Exercise brief
Write out, as a numbered list, every line from the start of the records up to and including the line containing "x=393 y=211", skipping blank lines. Leave the pictures out.

Records from a data collection
====================

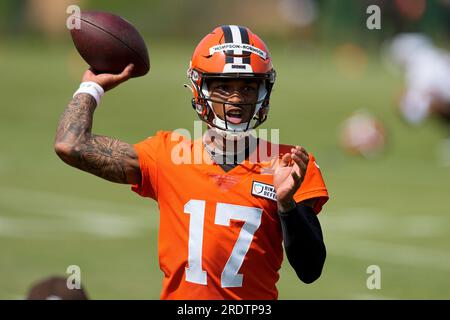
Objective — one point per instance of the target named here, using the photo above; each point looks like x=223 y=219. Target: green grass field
x=393 y=211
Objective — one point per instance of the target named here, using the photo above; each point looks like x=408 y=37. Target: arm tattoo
x=102 y=156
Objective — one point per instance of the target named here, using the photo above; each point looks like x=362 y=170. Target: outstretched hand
x=107 y=80
x=289 y=176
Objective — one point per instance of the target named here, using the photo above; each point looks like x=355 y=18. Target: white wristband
x=92 y=88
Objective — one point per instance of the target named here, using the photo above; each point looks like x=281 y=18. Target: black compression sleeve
x=303 y=242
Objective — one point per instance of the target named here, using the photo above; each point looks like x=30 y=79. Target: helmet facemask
x=235 y=53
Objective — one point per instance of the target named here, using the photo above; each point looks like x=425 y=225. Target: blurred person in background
x=55 y=288
x=427 y=83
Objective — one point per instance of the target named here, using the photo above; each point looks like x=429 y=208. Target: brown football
x=108 y=43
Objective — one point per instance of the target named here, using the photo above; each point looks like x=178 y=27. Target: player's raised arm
x=76 y=145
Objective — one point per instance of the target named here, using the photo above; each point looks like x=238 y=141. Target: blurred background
x=340 y=92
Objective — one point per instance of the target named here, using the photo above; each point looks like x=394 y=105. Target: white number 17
x=224 y=213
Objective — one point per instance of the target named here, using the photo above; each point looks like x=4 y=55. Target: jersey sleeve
x=313 y=186
x=147 y=151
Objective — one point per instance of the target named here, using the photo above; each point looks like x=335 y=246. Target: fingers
x=285 y=160
x=125 y=74
x=296 y=177
x=301 y=158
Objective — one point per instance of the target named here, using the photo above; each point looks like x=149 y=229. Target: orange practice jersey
x=220 y=236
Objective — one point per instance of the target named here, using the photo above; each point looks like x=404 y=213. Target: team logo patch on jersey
x=264 y=190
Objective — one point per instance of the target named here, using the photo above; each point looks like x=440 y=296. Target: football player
x=223 y=220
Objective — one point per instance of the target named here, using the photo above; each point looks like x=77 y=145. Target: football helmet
x=231 y=52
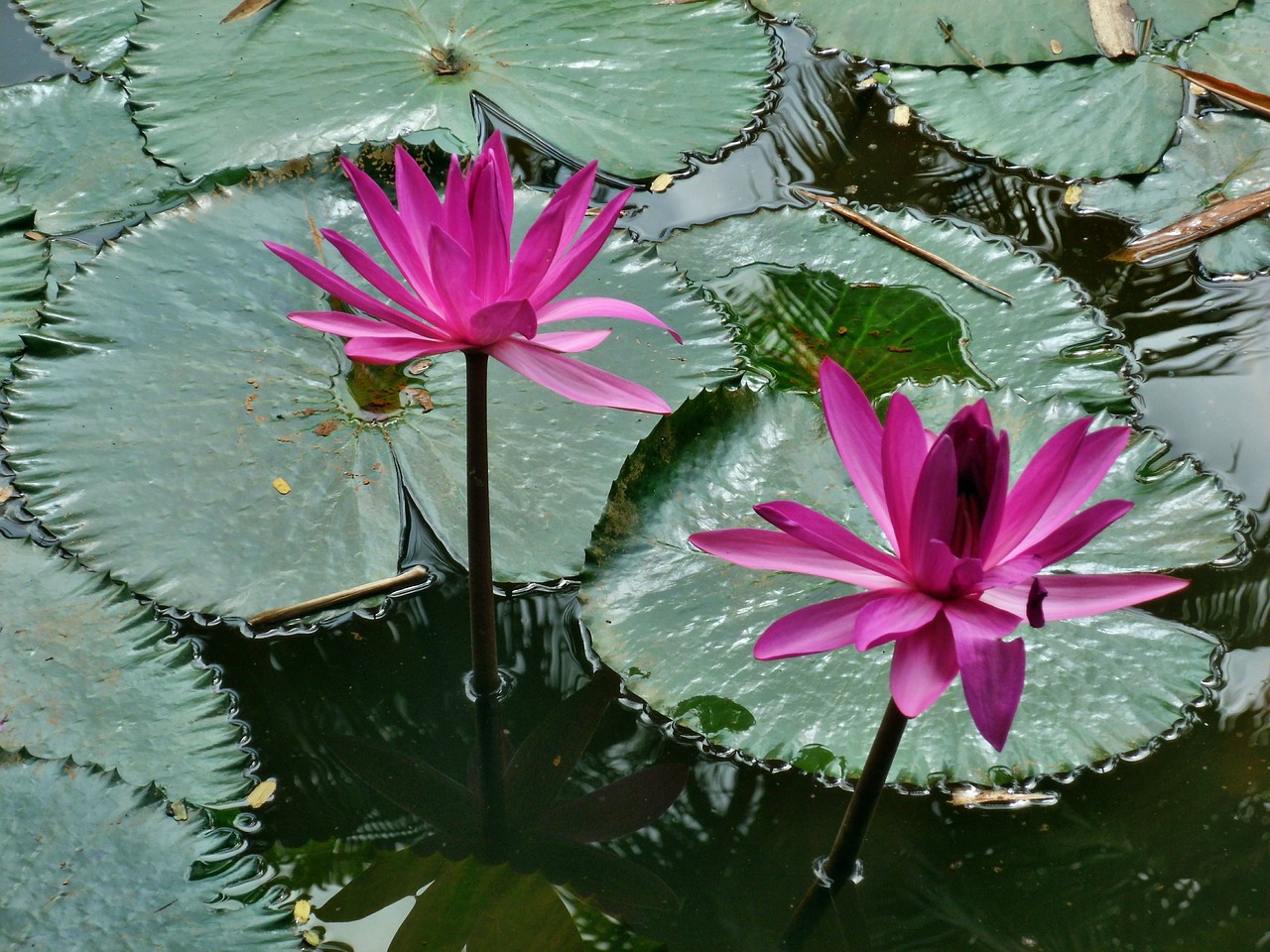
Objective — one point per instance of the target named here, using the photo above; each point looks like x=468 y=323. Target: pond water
x=1167 y=852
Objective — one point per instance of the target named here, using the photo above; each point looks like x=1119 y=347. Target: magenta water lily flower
x=966 y=549
x=462 y=287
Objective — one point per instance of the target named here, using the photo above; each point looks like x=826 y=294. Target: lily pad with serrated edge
x=590 y=77
x=73 y=155
x=1046 y=343
x=86 y=671
x=93 y=862
x=1219 y=155
x=1087 y=119
x=1096 y=687
x=978 y=32
x=164 y=398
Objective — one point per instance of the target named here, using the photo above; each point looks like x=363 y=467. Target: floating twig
x=276 y=616
x=880 y=230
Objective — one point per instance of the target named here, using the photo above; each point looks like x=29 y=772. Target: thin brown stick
x=1193 y=227
x=880 y=230
x=276 y=616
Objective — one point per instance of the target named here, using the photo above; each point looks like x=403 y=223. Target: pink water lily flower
x=462 y=287
x=966 y=549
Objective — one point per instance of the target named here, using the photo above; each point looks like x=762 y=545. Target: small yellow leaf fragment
x=262 y=793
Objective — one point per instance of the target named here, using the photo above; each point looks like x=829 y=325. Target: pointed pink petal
x=1080 y=595
x=1076 y=532
x=380 y=278
x=894 y=617
x=331 y=284
x=818 y=530
x=574 y=307
x=1060 y=480
x=924 y=666
x=992 y=669
x=571 y=341
x=810 y=631
x=775 y=551
x=857 y=435
x=574 y=379
x=581 y=253
x=500 y=320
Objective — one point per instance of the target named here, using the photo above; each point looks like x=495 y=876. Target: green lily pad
x=94 y=32
x=168 y=393
x=1220 y=155
x=1088 y=119
x=94 y=864
x=1046 y=343
x=73 y=155
x=85 y=671
x=988 y=31
x=23 y=275
x=1096 y=687
x=588 y=76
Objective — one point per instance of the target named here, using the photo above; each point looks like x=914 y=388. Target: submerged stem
x=839 y=865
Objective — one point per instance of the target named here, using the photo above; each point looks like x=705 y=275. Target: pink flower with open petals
x=965 y=549
x=463 y=289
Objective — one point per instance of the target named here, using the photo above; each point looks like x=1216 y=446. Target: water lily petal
x=856 y=434
x=575 y=380
x=924 y=666
x=776 y=551
x=574 y=307
x=817 y=530
x=813 y=630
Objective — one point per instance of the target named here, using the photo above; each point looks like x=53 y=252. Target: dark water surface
x=1171 y=852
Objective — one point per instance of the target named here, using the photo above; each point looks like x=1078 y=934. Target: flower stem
x=480 y=597
x=838 y=867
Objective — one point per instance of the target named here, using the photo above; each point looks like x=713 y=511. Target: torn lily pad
x=160 y=405
x=93 y=862
x=684 y=624
x=1087 y=119
x=1219 y=157
x=978 y=33
x=590 y=77
x=89 y=673
x=1047 y=341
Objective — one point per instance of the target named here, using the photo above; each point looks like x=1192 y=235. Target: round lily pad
x=1047 y=341
x=681 y=625
x=95 y=864
x=588 y=76
x=1219 y=155
x=1087 y=119
x=978 y=32
x=173 y=428
x=73 y=155
x=86 y=671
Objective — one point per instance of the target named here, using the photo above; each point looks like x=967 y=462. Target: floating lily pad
x=688 y=621
x=1219 y=157
x=23 y=273
x=91 y=862
x=73 y=155
x=1088 y=119
x=989 y=32
x=94 y=32
x=168 y=394
x=1046 y=343
x=86 y=671
x=313 y=76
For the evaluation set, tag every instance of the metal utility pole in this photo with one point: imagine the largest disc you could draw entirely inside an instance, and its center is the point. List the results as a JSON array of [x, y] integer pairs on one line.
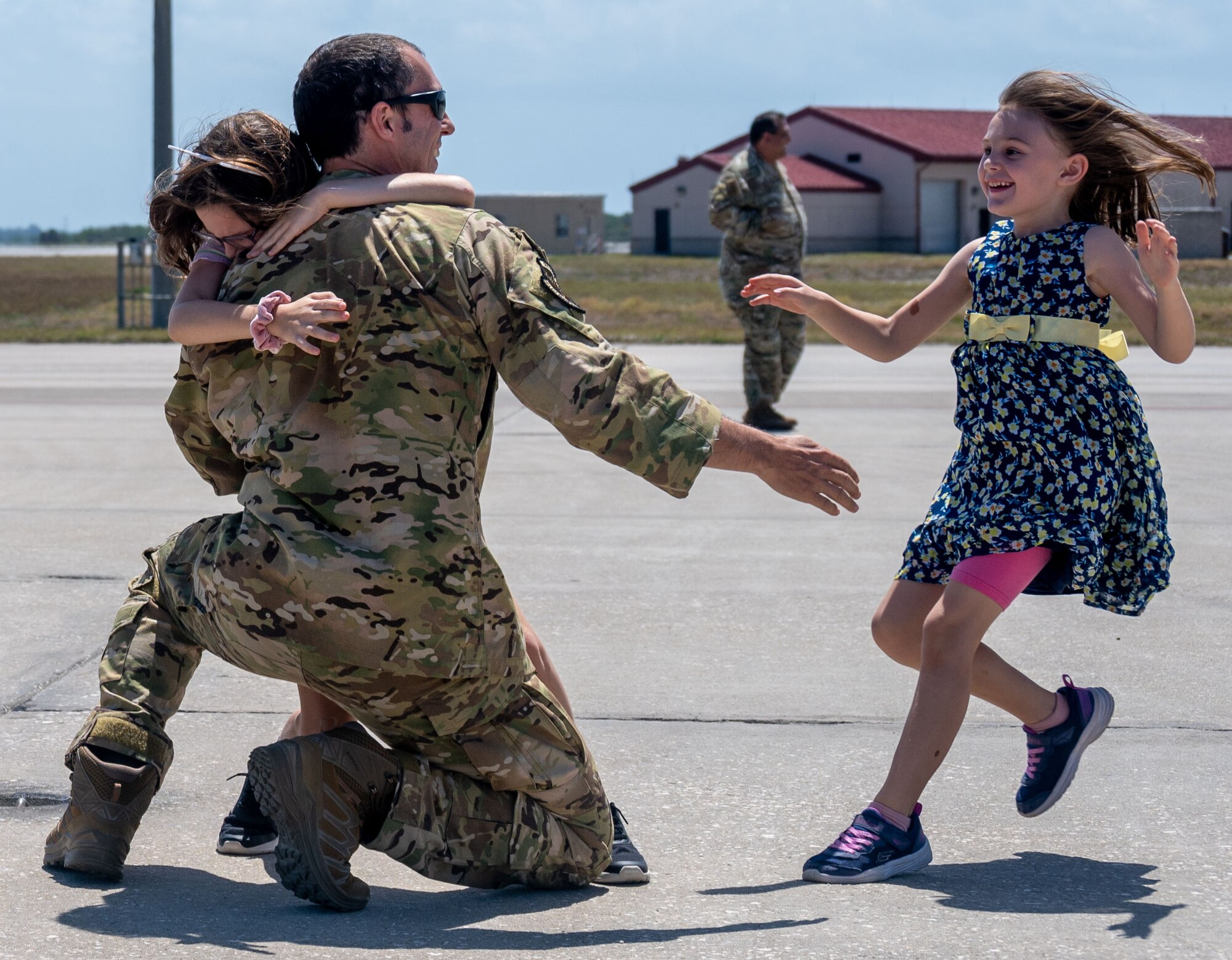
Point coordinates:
[[162, 286]]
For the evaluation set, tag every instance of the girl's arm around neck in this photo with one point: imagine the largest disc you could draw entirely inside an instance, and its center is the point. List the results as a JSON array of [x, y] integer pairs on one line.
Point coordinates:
[[337, 195], [880, 337], [198, 318], [1162, 315]]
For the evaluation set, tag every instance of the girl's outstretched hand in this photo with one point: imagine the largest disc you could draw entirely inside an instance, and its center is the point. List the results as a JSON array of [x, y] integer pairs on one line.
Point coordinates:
[[295, 321], [1157, 252], [779, 289], [310, 208]]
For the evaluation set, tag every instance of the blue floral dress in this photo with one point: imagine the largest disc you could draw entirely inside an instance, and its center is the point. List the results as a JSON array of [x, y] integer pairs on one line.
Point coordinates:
[[1055, 448]]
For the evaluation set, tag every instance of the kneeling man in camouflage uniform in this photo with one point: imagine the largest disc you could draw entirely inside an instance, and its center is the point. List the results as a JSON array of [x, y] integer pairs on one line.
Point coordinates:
[[358, 565]]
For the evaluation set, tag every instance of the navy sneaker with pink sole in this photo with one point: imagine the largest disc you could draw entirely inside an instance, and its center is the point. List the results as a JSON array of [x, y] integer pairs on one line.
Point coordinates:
[[1053, 755], [872, 850]]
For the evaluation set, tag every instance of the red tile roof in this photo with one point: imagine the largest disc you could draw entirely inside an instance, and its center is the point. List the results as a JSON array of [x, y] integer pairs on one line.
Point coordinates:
[[930, 134], [808, 172], [1218, 133]]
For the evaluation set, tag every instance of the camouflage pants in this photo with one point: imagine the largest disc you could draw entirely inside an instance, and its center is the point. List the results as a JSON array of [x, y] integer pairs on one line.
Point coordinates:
[[774, 341], [502, 794]]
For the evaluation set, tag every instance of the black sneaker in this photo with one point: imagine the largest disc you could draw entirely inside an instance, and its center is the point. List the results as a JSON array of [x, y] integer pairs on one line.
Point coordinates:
[[872, 850], [247, 831], [628, 866], [1053, 755]]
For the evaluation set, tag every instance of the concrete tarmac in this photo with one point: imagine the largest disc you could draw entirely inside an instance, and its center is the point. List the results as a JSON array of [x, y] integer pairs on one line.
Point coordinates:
[[718, 654]]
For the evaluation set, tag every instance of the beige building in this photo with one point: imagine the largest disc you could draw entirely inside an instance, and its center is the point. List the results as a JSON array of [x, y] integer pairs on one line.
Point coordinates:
[[561, 223], [895, 180]]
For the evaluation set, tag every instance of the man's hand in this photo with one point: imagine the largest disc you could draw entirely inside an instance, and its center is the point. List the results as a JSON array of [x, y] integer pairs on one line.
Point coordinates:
[[795, 467]]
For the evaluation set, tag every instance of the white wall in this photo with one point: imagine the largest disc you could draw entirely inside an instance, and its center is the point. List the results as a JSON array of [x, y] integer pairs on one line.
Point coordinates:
[[837, 219], [842, 220], [1181, 190], [692, 232], [971, 197]]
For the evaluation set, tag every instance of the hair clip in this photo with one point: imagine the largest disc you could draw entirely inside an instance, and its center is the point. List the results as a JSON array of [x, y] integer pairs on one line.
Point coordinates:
[[209, 159]]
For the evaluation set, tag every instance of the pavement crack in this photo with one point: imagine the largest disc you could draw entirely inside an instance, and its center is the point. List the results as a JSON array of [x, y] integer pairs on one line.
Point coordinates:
[[730, 720], [19, 703]]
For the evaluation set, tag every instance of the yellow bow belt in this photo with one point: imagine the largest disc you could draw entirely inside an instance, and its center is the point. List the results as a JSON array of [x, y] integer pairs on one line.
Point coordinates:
[[1024, 328]]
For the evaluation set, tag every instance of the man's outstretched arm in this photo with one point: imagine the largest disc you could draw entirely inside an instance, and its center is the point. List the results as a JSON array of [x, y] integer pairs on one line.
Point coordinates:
[[795, 467], [604, 399]]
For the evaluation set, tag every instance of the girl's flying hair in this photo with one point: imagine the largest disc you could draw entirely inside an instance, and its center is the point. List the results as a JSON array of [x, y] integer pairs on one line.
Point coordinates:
[[1124, 148], [251, 163]]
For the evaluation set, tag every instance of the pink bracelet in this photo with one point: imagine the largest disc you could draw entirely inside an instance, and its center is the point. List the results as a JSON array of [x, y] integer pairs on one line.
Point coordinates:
[[265, 312]]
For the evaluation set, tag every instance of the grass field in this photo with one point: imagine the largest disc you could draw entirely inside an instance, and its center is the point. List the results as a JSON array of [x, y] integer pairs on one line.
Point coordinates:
[[629, 298]]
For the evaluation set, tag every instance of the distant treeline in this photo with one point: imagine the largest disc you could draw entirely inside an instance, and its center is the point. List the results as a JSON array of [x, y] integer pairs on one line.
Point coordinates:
[[35, 234]]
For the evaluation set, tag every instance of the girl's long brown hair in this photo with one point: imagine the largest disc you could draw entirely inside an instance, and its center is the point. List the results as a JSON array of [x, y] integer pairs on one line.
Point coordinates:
[[277, 170], [1124, 148]]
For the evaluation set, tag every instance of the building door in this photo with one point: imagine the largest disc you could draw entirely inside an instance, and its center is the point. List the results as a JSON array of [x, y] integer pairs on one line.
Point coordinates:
[[939, 216], [663, 230]]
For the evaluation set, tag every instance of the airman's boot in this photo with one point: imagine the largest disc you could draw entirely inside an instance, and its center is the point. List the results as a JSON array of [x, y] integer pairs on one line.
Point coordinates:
[[105, 808], [763, 416], [327, 794]]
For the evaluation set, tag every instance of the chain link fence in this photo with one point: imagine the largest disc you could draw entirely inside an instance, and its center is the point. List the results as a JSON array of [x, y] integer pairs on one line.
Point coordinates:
[[135, 297]]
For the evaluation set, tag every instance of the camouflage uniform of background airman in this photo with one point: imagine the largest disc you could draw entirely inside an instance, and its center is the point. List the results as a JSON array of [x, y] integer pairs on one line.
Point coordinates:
[[757, 207], [359, 567]]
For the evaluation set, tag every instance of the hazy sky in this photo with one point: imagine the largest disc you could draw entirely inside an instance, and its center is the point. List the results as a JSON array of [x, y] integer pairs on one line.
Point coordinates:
[[559, 95]]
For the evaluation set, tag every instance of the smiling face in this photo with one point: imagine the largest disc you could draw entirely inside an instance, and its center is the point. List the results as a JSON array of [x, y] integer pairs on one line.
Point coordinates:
[[1026, 174], [419, 148]]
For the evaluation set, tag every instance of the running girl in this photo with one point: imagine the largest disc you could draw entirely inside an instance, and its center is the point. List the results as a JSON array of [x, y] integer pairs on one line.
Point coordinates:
[[1055, 488]]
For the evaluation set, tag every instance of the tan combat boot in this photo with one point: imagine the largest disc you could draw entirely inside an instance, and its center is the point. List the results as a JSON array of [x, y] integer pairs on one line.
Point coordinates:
[[327, 794], [105, 807]]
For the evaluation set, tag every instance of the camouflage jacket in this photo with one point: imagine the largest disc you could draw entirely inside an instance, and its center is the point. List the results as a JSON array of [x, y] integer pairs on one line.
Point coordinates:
[[760, 211], [359, 470]]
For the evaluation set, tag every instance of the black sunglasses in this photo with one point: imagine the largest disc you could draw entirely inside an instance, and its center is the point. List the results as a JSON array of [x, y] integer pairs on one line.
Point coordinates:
[[436, 99]]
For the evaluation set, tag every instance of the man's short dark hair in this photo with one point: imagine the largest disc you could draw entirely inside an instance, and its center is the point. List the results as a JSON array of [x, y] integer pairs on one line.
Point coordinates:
[[341, 81], [769, 122]]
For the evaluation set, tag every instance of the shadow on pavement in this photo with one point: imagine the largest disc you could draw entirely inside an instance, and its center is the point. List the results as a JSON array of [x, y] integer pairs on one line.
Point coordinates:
[[198, 908], [1049, 883], [1031, 883]]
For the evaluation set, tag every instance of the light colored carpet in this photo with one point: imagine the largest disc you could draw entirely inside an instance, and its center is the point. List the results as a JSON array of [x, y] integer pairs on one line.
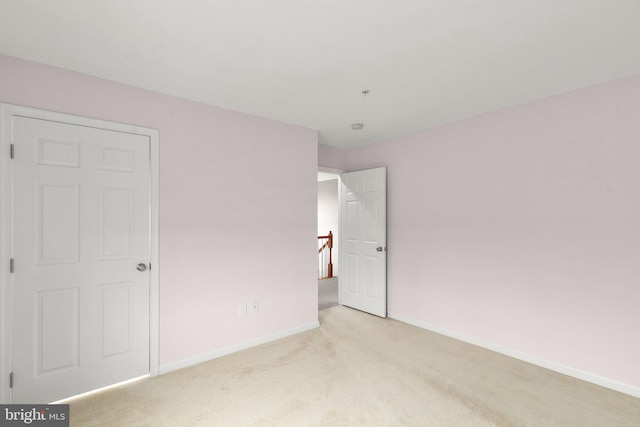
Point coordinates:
[[327, 293], [354, 370]]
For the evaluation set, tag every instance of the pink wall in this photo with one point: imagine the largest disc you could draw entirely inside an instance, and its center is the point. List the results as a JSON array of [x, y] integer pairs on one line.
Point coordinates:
[[226, 236], [332, 157], [521, 228]]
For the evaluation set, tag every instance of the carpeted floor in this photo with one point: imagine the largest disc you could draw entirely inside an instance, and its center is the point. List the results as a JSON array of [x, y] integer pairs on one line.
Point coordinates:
[[360, 370]]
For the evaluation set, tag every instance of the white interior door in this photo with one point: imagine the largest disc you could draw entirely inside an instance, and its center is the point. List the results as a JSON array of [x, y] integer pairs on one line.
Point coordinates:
[[81, 227], [363, 241]]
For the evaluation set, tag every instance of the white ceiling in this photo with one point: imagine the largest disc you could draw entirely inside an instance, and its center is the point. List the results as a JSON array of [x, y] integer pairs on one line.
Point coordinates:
[[306, 62]]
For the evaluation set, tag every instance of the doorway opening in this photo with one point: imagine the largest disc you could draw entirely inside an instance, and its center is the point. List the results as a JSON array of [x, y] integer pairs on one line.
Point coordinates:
[[328, 219]]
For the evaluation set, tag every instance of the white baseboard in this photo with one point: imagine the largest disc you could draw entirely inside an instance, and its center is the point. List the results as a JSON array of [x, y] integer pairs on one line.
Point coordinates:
[[185, 363], [534, 360]]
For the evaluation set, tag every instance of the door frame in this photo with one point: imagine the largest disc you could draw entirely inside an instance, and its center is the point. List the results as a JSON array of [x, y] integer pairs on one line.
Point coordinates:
[[7, 111]]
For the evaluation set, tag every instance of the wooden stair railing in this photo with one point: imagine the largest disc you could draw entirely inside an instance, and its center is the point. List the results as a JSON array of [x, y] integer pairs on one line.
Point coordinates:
[[326, 246]]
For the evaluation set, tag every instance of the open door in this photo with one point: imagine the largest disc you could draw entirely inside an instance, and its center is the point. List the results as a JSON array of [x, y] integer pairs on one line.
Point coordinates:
[[363, 241]]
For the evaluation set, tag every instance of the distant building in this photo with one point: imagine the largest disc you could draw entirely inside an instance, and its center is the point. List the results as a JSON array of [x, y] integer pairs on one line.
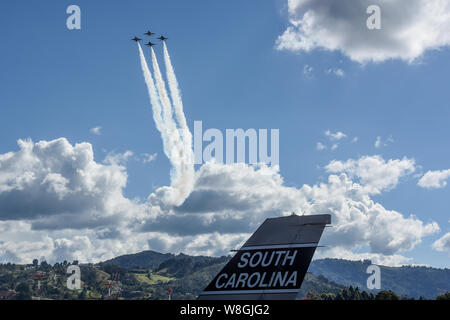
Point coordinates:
[[7, 294]]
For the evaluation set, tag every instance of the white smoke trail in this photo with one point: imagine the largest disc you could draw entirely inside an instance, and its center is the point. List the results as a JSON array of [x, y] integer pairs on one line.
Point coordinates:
[[176, 99], [154, 99], [180, 154]]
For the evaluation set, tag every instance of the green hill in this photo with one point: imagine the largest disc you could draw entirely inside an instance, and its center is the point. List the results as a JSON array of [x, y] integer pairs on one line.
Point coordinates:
[[411, 281]]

====================

Exercise answer
1. Objective — one point per instance of the target named here, using the photo above; each point looks like x=223 y=219. Target: green grass field
2. x=393 y=211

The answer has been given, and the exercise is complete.